*Exercise goal*. Write out the records below line for line, leaving out the pictures.

┌─ Exercise material

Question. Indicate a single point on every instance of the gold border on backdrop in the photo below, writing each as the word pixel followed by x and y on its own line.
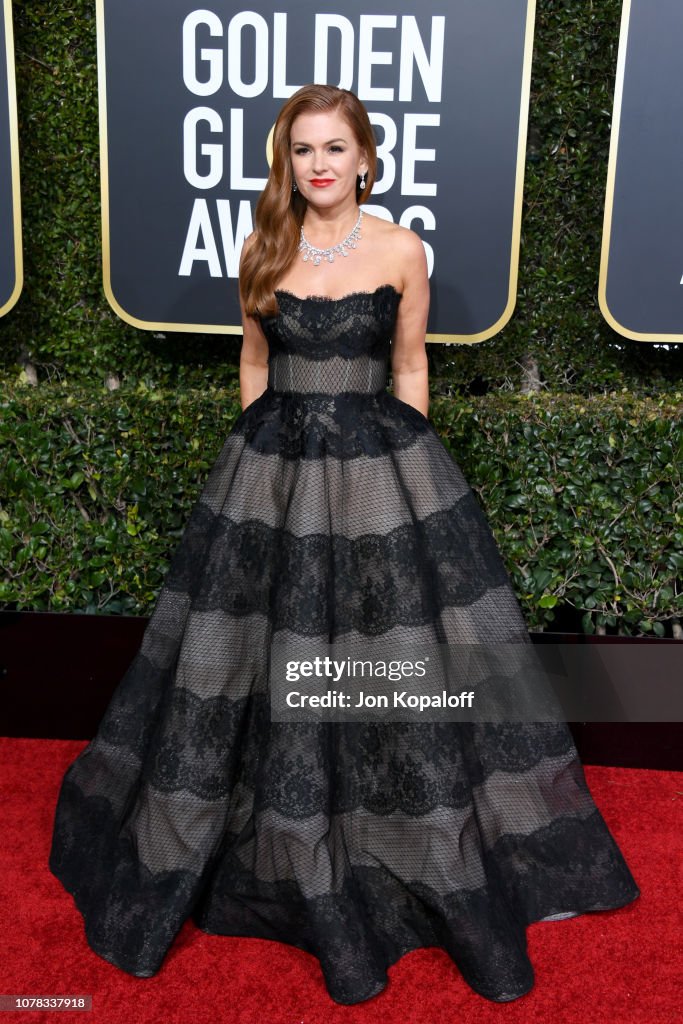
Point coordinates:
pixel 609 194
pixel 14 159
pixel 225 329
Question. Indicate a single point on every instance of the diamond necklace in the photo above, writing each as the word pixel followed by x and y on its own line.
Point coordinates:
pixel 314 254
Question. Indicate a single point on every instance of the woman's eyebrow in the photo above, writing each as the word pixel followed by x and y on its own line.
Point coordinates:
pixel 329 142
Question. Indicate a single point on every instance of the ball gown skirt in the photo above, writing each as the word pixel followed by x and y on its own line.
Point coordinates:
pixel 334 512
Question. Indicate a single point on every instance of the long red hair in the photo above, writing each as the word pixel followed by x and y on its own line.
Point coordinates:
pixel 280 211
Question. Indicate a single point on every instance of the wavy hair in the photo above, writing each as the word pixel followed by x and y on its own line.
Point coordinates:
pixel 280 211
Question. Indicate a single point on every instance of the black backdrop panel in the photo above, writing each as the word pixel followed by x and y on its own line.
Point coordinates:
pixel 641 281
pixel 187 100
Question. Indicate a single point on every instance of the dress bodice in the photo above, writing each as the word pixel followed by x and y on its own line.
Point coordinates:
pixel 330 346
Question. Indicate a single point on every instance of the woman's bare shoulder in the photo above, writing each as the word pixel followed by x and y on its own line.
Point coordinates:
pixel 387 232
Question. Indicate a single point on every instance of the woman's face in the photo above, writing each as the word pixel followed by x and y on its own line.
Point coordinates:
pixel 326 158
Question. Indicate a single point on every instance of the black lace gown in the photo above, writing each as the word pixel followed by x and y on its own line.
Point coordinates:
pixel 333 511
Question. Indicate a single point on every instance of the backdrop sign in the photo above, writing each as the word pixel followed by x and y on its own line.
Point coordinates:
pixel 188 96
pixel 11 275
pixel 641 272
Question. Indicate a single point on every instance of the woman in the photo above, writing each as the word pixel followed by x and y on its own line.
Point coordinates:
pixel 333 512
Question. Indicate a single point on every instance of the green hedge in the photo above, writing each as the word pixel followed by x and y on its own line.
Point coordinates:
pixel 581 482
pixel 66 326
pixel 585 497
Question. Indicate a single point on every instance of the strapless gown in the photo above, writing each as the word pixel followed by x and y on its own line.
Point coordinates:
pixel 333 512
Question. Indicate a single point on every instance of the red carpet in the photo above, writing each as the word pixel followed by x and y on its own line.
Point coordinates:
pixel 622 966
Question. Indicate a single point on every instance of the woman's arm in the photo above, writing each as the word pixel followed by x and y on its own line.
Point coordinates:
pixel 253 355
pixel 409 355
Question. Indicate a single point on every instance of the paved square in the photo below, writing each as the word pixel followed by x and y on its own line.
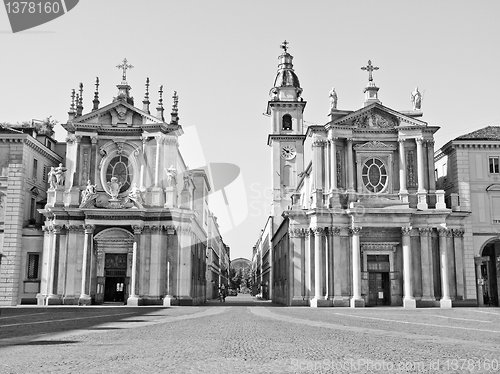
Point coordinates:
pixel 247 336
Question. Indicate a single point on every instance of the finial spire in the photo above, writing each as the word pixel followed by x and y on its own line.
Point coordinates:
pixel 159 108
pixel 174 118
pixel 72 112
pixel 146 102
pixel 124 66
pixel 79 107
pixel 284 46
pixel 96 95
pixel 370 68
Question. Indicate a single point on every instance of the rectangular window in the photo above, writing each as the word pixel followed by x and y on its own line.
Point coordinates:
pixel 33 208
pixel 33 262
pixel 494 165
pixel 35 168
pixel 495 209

└─

*Answer to this problem*.
Question. Indicate a single point on every instance of the gold border on backdrop in the photo below, writing each as the word pixel followed by x and y on its own line.
Point coordinates:
pixel 609 194
pixel 14 159
pixel 225 329
Question. Indicate a single point on every instance of the diamond necklace in the photo above, writing each as the word pixel followed by x and y on its own line.
Point coordinates:
pixel 314 254
Question. Indicate a single point on every instance of the woman's eyebrow in the photo above, writing each as the word pixel followed by x and y on its own line.
Point coordinates:
pixel 329 142
Question. Indicate a single point on every instance of the ball gown skirt in the photo above, writing each as the word pixel followed by x and y on its own line.
Point coordinates:
pixel 334 512
Question. Indicate a single point on every instance of the long red hair in the photo above, writing each as the word pixel followed by x and y on its own line.
Point coordinates:
pixel 280 211
Question. Indicate a single point on every instance of the wavy hair in the photo above, writing each as the word pixel followed by x and y on its own line.
Point coordinates:
pixel 280 211
Question. Indicate a single point on every instance of the black backdrop panel in the photo above, writing each as the word pixel followed by x and y on its own line.
Point coordinates:
pixel 641 281
pixel 187 100
Question. Indicate a single point on every instance of the dress bodice in the photo above, writing each as the word pixel followed by x and y on its own line.
Point coordinates:
pixel 330 346
Question. Indicate a single point on every instance of the woman's bare shoulder in the photo above, writing each as the word pixel followed by x and y on its own line.
Point coordinates:
pixel 387 232
Question. Indicate a single point on every instance of the woman's face in the photo above, writing each as the word pixel followed by x and y on its own line.
Point coordinates:
pixel 326 158
Question. Indicate a single point on every instance of the black lace gown in the photo above, writing each as the word pixel followed by x and y on its own line.
Point coordinates:
pixel 333 511
Question. Indicate a single point on every instance of the backdrop sign in the photo above, writing each as the word pixel followed by x and y on its own line.
Point coordinates:
pixel 188 96
pixel 11 275
pixel 641 272
Question. Indicate a single point on every instance of the woman in the photo above, writing each as the word pixel followed by x and y on its own line.
Point coordinates:
pixel 333 512
Question. Indicate a single point on every instance of the green hedge in the photo above, writing each as the word pixel followed by x and y on its own line.
Point coordinates:
pixel 581 482
pixel 66 326
pixel 585 497
Question. Indicate a single point on every instance of the strapless gown in the photo above, writing each as the word pixel followed by x and y on its own line.
Point coordinates:
pixel 333 512
Question. Indicate a single point on every instance of the red carpet in the photo above, writing each as the word pixel followed by x and y on its own line.
Point coordinates:
pixel 622 966
Question. Indicate a single point on every instance of the woman's arm in the photo above, writing each as the word pixel followed by x and y on its own line.
Point coordinates:
pixel 253 355
pixel 409 355
Question. Indicate a single point on every instance of the paved square in the photo below, writing each as the word pixel followed by x and y on its own line.
Point coordinates:
pixel 247 336
Question. Indicate a single point on every instance of the finial spire in the photo above, writing each as the word pixel followed by x and y on its own line.
Point coordinates:
pixel 159 108
pixel 174 118
pixel 72 112
pixel 146 102
pixel 124 66
pixel 79 107
pixel 284 46
pixel 96 95
pixel 370 68
Question. Indicate a single point on every instance of the rectangular window in the photo above, writing each as the word pixel followed by x and y on its own line.
Point coordinates:
pixel 33 208
pixel 33 262
pixel 494 165
pixel 35 168
pixel 495 209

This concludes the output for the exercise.